-- START Provided text --

Writing integration tests with an in-memory Mongo DB

As I mentioned in my previous post, I’ve been working closely to the document oritented NoSQL database Mongo DB lately. As an advocate of sustainable systems development (test driven development that is), I took the lead in our team for designing tests for our business logic towards Mongo. For relational databases there are a lot of options, a common solution for testing against relational databases is to use an in-memory database such as H2. For NoSQL databases the options are not always as generous from an automated test perspective. Luckily, we found an in-memory version for Mongo DB from Flapdoodle which is easy to use and fits our use case perfectly. If your (Java) code base relies on Maven, just add the following dependency:

<dependency>
    <groupId>de.flapdoodle.embed</groupId>
    <artifactId>de.flapdoodle.embed.mongo</artifactId>
    <version>1.27</version>
    <scope>test</scope>
</dependency>

Then, in your test class (here based on JUnit), use the provided classes to start an in-memory Mongo DB, preferrably in a @Before method, and tear down the instance in a @After method, as in the example below:

public class TestInMemoryMongo {

    private static final String MONGO_HOST = "localhost";
    private static final int MONGO_PORT = 27777;
    private static final String IN_MEM_CONNECTION_URL = MONGO_HOST + ":" + MONGO_PORT;

    private MongodExecutable mongodExe;
    private MongodProcess mongod;
    private Mongo mongo;

    /**
     * Start in-memory Mongo DB process
     */
    @Before
    public void setup() throws Exception {
        MongodStarter runtime = MongodStarter.getDefaultInstance();
        mongodExe = runtime.prepare(new MongodConfig(Version.V2_0_5, MONGO_PORT, Network.localhostIsIPv6()));
        mongod = mongodExe.start();
        mongo = new Mongo(MONGO_HOST, MONGO_PORT);
    }

    /**
     * Shutdown in-memory Mongo DB process
     */
    @After
    public void teardown() throws Exception {
        if (mongod != null) {
            mongod.stop();
            mongodExe.stop();
        }
    }

    @Test
    public void shouldAssertSomeInteractionWithMongo() {
        // Create a connection to Mongo using the IN_MEM_CONNECTION_URL property
        // Execute some business logic towards Mongo
        // Assert the expected the behaviour
    }

    protected MongoPersistenceContext getMongoPersistenceContext() {
        // Returns an instance of the class containing business logic towards Mongo
        return new MongoPersistenceContext();
    }
}

… then you have an in-memory Mongo DB available for your test cases. The private member named “mongo” in the example above is of type com.mongodb.Mongo, which you can use for interaction with the Mongo database. As you notice, all you need is basically JUnit och Mongo, nothing more. But life is not always as easy as the simplest examples. In our case, we leverage from EJBs and other components which relies on running inside an container. As I’m contributor to the JBoss Arquillian project, a Java framework for integration tests, I was obviously curious about trying the approach of making the in-memory available when executing tests inside the container. If you use Arquillian already like we do, the transition is smooth. Just make sure to put the in-memory Mongo and Java driver on your classpath. The following Arquillian test extends the JUnit test class above, but with a bean injection for the business class under test:

@RunWith(Arquillian.class)

-- END Provided text --
-- START Dataset extract --

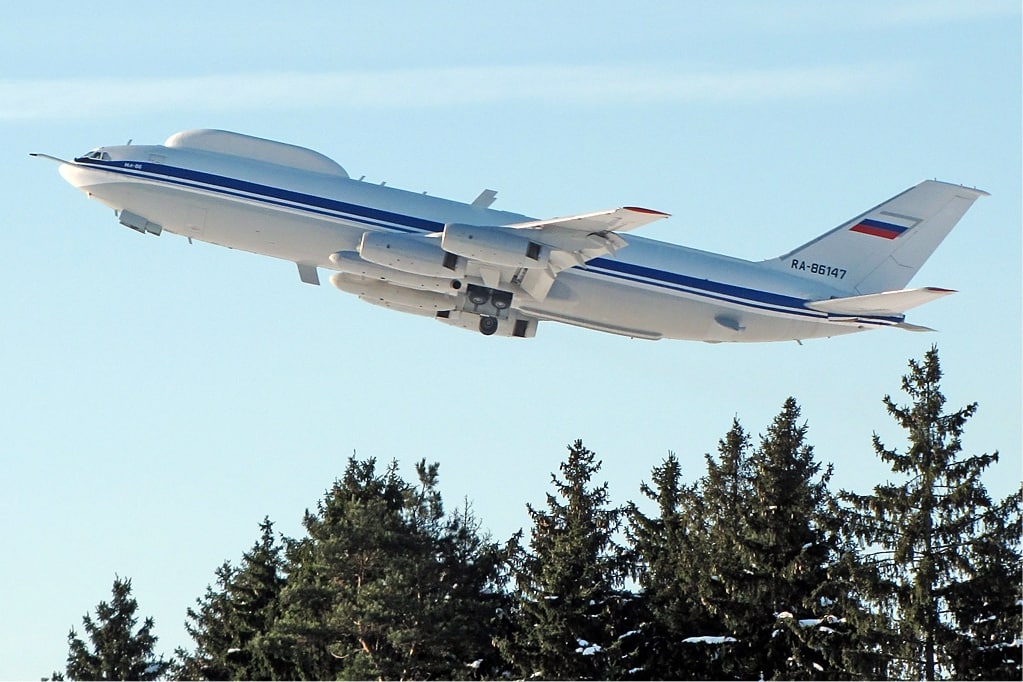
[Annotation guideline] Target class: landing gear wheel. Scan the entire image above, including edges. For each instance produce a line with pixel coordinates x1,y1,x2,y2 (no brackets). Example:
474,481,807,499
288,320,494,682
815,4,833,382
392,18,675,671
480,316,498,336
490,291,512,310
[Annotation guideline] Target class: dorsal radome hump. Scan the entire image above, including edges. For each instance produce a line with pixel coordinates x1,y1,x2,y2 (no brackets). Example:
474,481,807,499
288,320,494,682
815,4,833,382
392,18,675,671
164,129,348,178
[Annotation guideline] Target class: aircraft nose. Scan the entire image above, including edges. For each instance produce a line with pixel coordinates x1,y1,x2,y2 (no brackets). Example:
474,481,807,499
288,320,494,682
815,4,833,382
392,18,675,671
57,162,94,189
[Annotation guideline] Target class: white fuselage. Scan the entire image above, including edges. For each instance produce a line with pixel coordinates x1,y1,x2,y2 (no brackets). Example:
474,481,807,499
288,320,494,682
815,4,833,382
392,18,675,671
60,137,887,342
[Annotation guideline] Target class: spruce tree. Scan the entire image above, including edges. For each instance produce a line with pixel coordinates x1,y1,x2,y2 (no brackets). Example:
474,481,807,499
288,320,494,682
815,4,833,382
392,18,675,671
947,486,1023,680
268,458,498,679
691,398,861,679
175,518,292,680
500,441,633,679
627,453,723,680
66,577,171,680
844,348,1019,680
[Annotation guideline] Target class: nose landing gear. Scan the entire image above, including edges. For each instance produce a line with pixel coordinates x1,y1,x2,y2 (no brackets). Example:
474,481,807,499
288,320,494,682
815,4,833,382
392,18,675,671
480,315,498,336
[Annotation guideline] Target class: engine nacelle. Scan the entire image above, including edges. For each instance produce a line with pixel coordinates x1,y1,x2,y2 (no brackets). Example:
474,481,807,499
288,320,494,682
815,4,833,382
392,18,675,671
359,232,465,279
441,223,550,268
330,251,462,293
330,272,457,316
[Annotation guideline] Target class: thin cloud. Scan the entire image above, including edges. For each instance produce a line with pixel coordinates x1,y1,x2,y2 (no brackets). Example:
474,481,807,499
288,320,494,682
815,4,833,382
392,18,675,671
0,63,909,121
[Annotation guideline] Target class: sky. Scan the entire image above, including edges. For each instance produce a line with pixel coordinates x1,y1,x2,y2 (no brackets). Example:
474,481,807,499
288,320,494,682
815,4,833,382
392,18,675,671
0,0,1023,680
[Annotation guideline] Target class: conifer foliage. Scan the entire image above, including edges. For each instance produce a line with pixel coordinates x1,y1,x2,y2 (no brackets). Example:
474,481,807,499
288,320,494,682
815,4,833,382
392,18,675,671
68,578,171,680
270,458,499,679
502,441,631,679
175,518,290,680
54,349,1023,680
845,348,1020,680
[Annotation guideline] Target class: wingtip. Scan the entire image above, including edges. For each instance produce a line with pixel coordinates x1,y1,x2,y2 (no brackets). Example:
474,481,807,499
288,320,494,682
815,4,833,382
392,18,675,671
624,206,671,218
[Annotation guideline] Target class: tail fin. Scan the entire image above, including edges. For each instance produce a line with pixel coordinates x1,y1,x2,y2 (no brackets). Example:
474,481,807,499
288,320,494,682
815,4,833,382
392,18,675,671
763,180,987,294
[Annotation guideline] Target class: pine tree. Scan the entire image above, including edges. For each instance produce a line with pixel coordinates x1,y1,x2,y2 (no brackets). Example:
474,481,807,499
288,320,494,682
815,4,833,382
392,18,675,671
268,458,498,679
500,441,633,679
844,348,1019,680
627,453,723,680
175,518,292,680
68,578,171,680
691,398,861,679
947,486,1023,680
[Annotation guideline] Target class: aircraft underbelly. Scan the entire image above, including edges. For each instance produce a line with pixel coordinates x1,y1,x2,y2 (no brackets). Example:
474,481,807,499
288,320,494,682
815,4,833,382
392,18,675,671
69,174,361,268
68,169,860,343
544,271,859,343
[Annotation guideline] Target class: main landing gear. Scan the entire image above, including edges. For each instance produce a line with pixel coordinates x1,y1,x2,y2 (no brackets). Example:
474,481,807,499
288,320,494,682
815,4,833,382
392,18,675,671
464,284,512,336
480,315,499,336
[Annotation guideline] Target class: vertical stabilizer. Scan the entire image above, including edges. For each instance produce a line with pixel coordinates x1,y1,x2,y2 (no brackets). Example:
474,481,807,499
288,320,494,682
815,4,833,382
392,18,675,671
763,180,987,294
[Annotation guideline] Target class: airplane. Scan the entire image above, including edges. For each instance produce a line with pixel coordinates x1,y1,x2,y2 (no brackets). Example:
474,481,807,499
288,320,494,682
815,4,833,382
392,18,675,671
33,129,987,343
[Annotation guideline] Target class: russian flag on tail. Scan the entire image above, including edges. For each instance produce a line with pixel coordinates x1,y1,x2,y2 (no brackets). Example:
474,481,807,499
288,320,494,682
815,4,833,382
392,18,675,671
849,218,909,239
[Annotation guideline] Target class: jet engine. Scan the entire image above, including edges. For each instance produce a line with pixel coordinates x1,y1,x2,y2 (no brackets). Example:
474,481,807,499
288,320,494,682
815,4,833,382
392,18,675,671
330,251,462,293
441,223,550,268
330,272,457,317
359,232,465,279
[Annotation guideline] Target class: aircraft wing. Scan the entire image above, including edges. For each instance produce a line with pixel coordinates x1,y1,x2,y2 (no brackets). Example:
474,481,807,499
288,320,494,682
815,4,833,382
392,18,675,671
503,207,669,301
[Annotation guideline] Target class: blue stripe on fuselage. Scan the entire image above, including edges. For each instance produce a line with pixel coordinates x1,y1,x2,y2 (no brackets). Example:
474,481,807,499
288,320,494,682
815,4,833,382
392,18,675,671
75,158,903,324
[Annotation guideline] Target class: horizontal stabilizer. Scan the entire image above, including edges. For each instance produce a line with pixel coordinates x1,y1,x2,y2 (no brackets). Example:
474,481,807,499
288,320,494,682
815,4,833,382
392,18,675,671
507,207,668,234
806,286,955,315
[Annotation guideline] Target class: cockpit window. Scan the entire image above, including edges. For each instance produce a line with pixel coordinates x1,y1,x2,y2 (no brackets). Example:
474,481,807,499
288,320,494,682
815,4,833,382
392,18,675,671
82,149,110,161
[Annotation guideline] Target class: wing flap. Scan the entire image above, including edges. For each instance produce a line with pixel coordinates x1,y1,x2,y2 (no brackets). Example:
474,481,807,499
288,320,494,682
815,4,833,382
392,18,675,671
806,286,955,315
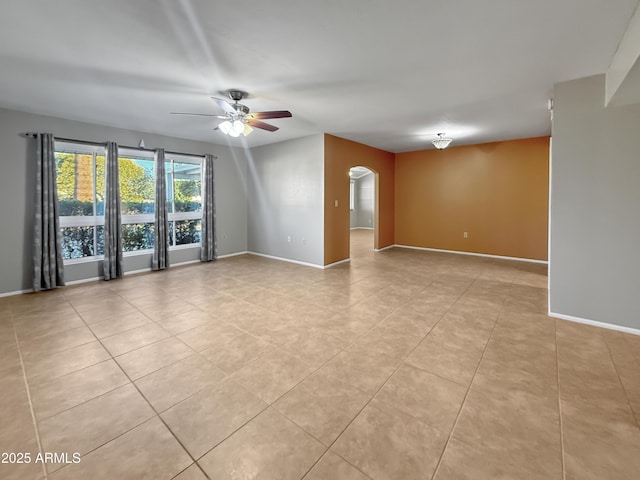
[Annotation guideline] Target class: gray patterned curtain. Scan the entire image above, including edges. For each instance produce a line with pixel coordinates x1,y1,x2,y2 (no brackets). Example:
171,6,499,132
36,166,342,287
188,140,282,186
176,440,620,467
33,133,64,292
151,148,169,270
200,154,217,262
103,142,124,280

-- END Dataset extract --

▶ **Given task**
Please decide whether each statement agrees with the Mongo DB testing post, answering yes or no and quoting the deciding words: 1. The example test class runs the in-memory Mongo DB on port 27777. 2. The author's team built its own in-memory version of Mongo DB. 3. The post advises tearing down the in-memory instance in a @Before method. Rely only on the Mongo DB testing post when working with these entries.

▶ **Exercise response**
1. Yes: "private static final int MONGO_PORT = 27777;"
2. No: "we found an in-memory version for Mongo DB from Flapdoodle"
3. No: "tear down the instance in a @After method"